Goal of the exercise
Filter the material below and copy out every line that contains the word "Query".
--------------------------------
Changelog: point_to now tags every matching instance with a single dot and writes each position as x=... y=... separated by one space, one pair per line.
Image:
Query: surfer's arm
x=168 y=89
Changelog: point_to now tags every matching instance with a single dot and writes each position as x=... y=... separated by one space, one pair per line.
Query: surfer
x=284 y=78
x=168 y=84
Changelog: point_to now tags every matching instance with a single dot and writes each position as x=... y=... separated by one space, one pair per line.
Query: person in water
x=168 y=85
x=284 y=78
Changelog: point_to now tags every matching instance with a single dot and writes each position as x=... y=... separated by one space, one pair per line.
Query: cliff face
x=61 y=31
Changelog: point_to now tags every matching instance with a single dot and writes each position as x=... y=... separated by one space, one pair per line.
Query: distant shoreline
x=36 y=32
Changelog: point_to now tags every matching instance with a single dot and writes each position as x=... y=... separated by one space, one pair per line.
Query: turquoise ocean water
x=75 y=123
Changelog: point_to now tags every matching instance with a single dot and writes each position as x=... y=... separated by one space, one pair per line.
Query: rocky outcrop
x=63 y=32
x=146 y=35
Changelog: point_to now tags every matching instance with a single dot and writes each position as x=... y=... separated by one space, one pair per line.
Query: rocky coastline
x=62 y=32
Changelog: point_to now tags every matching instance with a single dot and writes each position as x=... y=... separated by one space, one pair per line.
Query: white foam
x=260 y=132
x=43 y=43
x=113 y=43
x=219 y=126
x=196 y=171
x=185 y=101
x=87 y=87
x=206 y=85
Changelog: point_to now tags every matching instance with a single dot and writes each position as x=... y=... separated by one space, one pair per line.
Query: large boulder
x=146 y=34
--------------------------------
Complete answer
Query: surfer's arm
Query: surfer
Query: person in water
Query: cliff face
Query: distant shoreline
Query: turquoise ocean water
Query: rocky outcrop
Query: rocky coastline
Query: white foam
Query: large boulder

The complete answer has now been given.